What you will do: Please retype everything from the start of the material down to the line that contains "column 208, row 426", including both ends.

Records from a point-labeling set:
- - -
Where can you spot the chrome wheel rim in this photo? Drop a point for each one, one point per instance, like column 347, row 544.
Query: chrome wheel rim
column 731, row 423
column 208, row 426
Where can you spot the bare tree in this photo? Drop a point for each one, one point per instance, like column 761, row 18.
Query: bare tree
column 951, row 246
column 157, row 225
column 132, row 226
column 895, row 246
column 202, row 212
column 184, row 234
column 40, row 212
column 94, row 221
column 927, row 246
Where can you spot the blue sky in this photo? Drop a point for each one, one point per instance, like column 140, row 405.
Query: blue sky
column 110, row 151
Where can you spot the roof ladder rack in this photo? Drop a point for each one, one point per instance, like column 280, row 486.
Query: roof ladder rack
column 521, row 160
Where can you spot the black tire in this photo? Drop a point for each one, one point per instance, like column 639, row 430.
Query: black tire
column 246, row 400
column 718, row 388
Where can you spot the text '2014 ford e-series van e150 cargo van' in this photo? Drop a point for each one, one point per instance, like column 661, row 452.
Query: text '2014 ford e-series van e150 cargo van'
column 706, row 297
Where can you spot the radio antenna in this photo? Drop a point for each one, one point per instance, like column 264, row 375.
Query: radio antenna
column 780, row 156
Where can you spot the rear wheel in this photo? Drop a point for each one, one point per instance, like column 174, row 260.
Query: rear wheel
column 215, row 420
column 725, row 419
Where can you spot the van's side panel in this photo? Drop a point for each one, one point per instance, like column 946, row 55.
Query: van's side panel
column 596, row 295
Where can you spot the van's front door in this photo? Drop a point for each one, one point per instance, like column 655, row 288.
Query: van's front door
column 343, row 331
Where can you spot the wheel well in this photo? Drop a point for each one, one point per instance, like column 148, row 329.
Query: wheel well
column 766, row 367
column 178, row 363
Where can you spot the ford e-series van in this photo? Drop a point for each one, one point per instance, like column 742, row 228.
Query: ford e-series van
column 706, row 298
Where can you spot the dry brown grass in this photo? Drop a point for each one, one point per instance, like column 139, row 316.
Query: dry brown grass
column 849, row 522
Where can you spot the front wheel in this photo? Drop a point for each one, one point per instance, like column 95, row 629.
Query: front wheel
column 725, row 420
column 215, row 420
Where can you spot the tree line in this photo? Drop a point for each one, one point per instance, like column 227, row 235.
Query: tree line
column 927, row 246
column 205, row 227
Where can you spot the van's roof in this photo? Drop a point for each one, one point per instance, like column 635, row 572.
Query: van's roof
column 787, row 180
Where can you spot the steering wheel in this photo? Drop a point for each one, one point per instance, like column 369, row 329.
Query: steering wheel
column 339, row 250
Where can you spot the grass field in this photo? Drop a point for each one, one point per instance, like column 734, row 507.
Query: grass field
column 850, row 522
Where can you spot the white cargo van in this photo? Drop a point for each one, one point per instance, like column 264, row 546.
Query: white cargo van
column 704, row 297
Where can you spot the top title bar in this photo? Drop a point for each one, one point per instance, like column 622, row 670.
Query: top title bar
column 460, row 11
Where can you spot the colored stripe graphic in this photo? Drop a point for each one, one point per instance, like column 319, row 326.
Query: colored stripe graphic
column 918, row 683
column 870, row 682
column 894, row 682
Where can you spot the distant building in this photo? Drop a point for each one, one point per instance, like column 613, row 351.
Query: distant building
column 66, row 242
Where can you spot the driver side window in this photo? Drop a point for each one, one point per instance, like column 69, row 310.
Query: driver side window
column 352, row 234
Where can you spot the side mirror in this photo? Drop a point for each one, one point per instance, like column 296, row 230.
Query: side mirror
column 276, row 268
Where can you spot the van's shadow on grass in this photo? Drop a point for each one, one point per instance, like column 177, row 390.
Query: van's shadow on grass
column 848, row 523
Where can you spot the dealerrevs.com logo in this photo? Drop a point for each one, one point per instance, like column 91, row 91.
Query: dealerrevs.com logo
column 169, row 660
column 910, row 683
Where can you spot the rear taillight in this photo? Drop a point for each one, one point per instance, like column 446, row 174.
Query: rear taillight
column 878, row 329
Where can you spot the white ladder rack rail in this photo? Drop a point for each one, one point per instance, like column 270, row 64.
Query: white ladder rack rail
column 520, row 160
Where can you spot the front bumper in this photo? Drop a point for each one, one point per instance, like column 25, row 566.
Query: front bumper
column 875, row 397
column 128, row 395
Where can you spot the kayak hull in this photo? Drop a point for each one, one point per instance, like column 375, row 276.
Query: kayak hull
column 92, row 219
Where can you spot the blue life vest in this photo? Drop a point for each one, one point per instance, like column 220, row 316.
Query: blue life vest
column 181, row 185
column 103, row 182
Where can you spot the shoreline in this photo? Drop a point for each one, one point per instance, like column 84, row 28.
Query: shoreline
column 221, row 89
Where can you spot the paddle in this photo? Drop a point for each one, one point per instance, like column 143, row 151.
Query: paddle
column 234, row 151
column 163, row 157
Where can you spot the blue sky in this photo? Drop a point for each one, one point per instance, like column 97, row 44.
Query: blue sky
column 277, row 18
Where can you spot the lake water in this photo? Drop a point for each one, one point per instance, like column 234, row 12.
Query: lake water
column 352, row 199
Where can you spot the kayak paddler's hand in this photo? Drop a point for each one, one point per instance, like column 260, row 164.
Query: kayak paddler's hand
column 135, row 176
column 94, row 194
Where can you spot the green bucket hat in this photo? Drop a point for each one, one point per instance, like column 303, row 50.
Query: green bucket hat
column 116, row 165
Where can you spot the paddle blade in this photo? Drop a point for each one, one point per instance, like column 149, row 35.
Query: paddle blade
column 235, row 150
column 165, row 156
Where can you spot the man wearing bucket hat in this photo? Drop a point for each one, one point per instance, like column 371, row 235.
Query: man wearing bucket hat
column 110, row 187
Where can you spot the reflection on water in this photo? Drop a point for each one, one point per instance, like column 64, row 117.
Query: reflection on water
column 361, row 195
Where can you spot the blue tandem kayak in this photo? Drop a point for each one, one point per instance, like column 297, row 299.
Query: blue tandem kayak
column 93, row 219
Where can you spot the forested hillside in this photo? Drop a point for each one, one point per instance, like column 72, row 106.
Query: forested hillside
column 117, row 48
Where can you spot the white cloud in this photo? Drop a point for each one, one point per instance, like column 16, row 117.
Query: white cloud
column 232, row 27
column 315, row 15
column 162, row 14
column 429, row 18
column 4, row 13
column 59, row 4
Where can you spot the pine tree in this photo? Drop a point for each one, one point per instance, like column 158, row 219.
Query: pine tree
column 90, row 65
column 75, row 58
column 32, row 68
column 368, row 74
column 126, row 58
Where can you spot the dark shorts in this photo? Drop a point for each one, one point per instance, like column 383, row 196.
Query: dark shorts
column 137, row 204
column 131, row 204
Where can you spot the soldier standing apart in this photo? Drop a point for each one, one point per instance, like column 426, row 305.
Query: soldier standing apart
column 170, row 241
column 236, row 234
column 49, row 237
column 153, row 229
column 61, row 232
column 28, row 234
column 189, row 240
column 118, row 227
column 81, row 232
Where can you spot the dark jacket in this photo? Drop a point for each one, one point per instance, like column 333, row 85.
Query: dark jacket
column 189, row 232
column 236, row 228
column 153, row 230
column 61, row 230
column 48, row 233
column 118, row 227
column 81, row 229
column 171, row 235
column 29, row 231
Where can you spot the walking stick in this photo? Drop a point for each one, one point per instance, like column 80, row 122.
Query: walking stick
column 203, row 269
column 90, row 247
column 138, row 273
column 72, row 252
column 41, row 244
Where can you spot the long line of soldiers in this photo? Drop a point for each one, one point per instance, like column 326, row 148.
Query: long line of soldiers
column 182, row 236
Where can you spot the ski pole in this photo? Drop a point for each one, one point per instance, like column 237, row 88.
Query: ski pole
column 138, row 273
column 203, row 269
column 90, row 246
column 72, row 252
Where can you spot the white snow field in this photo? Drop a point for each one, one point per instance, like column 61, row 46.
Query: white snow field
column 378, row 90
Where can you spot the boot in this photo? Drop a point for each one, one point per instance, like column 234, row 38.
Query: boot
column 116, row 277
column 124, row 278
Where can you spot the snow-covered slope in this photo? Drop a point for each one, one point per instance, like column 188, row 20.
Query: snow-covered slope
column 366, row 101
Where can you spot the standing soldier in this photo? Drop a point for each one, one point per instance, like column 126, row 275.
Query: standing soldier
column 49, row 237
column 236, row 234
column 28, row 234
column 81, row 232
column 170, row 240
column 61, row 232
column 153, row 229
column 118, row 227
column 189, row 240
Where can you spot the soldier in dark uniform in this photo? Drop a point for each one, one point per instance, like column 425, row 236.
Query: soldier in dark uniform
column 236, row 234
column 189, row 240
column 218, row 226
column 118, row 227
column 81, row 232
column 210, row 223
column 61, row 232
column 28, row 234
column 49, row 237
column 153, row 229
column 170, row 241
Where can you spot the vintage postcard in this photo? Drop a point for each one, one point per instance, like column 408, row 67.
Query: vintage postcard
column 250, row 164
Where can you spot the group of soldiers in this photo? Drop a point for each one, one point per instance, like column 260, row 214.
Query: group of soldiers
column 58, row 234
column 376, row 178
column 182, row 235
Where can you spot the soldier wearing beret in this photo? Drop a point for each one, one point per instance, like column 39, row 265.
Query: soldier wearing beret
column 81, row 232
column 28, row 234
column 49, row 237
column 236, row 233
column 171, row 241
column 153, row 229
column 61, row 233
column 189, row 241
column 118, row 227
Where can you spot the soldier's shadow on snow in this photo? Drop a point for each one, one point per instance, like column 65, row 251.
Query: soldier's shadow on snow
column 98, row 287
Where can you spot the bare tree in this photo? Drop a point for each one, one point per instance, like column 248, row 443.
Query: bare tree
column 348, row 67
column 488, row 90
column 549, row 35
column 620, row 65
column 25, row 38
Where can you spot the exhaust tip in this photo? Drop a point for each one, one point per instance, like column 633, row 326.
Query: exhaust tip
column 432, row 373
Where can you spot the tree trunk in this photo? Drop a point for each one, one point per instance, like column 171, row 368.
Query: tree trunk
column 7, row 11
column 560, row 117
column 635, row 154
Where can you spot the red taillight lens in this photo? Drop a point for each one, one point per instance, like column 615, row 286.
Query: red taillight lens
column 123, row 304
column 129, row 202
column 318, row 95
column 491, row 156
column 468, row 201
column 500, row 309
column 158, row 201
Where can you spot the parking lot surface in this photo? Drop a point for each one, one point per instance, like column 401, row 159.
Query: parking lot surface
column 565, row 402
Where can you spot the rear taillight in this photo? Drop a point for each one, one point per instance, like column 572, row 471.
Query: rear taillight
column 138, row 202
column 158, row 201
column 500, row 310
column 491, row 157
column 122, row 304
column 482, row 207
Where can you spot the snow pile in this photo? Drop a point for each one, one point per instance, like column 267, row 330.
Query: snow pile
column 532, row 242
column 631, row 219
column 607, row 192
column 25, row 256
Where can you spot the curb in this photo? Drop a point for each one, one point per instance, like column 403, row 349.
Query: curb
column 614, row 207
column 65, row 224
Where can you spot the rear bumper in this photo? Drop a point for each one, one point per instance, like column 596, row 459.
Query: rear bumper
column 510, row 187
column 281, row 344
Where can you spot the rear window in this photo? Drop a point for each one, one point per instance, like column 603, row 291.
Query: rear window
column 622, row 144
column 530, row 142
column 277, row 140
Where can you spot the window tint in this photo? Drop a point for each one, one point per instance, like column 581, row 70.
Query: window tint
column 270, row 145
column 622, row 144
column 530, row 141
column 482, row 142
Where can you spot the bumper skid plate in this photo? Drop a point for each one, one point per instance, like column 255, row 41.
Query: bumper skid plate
- - -
Final answer:
Where can you spot the chrome wheel rim in this photo? Drop a point for each one, one point per instance, like column 347, row 544.
Query: chrome wheel rim
column 731, row 423
column 208, row 426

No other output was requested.